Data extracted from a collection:
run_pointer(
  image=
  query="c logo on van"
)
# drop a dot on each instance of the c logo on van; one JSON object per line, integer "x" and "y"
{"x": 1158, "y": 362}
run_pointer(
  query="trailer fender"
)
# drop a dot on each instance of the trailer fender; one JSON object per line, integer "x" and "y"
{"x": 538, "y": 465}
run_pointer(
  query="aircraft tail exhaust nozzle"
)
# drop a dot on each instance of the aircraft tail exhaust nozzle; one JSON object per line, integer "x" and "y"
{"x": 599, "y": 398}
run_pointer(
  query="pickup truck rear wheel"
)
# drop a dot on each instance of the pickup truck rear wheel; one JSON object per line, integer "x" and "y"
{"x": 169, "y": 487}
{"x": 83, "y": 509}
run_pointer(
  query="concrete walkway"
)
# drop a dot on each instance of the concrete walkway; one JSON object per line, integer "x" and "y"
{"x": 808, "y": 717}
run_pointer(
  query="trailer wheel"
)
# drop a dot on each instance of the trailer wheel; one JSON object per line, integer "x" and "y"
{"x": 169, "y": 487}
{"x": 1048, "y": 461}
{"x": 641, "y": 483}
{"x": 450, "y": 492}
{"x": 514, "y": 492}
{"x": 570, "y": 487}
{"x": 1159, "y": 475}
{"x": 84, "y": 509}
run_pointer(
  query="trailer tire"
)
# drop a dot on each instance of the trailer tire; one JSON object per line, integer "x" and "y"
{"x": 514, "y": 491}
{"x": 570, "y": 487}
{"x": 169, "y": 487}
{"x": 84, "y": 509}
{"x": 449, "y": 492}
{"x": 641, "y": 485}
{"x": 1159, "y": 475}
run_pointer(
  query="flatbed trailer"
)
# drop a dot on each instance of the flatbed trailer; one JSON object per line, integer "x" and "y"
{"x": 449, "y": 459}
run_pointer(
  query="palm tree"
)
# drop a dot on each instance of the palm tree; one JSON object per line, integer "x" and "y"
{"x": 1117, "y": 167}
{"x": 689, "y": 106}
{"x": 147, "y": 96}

What to work on: Each line of the records with the word "query" in it is to be copied.

Exercise answer:
  query="c logo on van"
  query="trailer fender"
  query="aircraft tail exhaust nozzle"
  query="pickup truck rear wheel"
  query="concrete walkway"
  query="trailer wheel"
  query="trailer tire"
  query="flatbed trailer"
  query="palm tree"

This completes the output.